What is expected: Copy out all lines of the material below in which "water" occurs.
───── Records provided ─────
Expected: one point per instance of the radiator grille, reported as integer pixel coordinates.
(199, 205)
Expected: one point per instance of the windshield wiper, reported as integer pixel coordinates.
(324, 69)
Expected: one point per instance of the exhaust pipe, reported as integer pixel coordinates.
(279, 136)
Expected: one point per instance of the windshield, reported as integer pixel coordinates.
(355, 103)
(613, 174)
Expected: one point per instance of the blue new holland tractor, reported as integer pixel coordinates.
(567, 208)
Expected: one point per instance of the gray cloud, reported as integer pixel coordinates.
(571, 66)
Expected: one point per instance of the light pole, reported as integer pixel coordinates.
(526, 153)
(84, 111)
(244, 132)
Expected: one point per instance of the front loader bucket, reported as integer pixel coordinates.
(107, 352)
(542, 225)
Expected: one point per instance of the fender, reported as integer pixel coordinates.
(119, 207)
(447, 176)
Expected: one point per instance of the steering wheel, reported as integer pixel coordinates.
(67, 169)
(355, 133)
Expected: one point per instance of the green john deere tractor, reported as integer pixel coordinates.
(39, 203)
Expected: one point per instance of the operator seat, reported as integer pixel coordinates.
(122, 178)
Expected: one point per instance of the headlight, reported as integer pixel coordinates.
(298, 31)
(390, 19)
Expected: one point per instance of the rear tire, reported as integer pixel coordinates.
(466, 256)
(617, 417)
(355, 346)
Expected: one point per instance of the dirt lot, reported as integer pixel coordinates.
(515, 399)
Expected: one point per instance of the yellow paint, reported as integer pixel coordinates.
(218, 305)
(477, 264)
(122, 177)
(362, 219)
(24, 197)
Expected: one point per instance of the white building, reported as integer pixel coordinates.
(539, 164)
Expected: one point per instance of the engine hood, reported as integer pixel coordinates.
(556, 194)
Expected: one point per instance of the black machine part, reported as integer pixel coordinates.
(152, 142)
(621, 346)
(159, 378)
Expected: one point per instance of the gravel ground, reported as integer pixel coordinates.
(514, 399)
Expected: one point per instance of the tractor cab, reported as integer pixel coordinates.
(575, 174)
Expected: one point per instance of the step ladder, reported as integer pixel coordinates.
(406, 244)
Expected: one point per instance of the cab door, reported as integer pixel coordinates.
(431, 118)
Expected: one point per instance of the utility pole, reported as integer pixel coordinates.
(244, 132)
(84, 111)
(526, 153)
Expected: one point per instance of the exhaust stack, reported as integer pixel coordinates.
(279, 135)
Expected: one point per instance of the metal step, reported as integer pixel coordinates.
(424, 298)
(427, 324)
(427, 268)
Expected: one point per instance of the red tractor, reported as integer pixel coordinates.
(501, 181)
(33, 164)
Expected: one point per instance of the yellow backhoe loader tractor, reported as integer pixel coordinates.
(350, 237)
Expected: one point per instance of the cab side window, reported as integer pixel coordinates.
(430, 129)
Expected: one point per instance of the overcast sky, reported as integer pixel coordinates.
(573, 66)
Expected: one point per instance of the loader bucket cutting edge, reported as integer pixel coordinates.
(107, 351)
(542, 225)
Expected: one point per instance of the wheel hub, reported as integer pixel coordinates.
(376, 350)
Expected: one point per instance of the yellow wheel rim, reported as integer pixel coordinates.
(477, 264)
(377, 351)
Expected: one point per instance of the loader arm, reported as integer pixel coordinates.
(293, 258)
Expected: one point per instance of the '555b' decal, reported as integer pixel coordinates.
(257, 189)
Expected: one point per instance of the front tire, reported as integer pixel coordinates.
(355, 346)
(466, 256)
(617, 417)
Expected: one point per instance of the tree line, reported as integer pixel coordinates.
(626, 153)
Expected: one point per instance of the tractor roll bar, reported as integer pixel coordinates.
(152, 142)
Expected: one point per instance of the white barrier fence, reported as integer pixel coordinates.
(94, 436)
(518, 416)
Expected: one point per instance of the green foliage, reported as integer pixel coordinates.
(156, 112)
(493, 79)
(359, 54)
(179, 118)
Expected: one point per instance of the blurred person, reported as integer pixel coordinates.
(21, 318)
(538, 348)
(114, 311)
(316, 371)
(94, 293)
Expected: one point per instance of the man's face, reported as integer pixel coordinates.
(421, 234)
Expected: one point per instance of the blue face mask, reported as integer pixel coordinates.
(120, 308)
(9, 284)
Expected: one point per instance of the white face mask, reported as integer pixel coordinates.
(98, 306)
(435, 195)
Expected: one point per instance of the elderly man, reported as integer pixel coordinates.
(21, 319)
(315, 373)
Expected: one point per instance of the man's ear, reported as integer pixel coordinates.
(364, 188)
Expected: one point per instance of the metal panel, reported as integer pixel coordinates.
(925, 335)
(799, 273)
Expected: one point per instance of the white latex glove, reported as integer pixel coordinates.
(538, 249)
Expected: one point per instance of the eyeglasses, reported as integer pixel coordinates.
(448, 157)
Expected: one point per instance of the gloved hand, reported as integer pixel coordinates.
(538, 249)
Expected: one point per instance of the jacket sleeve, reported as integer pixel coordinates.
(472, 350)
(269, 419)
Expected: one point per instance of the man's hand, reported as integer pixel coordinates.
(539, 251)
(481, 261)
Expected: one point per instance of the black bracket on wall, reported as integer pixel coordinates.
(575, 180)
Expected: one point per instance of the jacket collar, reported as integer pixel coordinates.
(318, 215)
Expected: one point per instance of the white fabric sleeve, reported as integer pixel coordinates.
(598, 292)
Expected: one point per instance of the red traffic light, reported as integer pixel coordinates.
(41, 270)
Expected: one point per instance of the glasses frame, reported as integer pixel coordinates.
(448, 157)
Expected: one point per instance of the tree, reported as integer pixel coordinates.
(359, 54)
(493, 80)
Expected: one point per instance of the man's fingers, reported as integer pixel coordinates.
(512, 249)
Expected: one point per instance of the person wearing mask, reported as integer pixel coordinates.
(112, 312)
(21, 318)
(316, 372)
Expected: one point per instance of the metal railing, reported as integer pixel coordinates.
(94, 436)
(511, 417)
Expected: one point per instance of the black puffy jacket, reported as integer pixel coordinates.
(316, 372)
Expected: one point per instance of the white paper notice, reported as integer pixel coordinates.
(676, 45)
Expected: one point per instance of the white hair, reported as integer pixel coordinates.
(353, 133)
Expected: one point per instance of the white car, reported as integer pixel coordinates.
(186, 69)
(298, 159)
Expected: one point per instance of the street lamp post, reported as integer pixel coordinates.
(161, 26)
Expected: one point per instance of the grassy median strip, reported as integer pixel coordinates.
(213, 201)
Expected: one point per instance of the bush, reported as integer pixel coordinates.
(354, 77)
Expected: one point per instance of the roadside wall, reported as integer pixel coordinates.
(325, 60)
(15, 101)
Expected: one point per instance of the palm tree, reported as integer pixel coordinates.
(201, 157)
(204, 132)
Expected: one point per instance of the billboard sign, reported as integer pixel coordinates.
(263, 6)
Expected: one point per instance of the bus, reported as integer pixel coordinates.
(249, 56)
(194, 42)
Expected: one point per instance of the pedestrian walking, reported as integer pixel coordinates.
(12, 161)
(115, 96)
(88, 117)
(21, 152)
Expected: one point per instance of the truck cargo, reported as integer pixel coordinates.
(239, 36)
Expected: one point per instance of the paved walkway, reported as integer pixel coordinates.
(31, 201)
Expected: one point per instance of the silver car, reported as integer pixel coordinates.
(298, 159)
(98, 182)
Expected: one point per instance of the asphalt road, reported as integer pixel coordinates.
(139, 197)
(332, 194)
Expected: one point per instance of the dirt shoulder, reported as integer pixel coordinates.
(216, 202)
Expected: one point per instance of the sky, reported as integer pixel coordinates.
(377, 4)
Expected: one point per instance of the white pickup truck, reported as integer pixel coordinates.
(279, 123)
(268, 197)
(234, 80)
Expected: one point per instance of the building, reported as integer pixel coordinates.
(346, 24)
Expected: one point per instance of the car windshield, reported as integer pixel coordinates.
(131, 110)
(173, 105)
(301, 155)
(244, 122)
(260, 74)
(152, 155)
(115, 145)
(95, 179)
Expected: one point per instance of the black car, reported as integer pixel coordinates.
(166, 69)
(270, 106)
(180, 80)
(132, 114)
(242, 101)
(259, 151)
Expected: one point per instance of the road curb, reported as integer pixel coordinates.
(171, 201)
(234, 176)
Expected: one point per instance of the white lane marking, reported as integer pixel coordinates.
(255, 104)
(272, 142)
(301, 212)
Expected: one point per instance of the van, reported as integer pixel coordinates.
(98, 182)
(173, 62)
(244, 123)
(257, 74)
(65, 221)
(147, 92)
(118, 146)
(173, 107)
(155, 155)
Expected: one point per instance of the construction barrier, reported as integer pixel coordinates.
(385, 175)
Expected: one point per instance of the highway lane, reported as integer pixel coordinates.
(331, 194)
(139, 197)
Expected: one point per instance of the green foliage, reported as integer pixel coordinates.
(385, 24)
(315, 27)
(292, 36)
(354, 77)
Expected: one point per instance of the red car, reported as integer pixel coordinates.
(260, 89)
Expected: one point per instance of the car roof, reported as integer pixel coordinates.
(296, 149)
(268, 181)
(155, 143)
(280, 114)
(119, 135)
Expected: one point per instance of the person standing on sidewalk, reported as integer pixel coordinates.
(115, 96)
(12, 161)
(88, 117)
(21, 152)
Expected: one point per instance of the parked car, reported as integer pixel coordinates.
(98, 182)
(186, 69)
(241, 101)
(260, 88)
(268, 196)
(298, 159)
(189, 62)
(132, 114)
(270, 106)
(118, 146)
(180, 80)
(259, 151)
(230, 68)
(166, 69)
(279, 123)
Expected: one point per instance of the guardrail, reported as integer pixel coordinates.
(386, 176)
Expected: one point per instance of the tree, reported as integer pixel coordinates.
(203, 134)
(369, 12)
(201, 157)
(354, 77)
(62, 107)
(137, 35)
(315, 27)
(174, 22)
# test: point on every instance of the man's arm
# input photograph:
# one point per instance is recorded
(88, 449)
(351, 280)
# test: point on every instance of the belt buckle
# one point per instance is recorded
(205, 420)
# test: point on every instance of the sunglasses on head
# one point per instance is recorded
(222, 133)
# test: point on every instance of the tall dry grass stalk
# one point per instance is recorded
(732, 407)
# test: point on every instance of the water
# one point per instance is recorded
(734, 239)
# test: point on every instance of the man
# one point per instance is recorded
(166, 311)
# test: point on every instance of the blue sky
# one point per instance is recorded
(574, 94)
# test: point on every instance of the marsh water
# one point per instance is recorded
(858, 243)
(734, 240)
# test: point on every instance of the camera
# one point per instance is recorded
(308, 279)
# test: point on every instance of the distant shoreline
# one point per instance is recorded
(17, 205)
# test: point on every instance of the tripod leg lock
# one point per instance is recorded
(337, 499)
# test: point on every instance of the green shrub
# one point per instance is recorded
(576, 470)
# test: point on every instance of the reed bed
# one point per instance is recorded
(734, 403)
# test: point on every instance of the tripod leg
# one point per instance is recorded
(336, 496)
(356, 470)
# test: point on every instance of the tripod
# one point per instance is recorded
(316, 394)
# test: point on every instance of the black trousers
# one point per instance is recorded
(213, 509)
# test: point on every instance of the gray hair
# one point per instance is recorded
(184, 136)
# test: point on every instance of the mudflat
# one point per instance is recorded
─────
Solution for this task:
# test: point on every instance of the water
# test: point on every instance of the marsh water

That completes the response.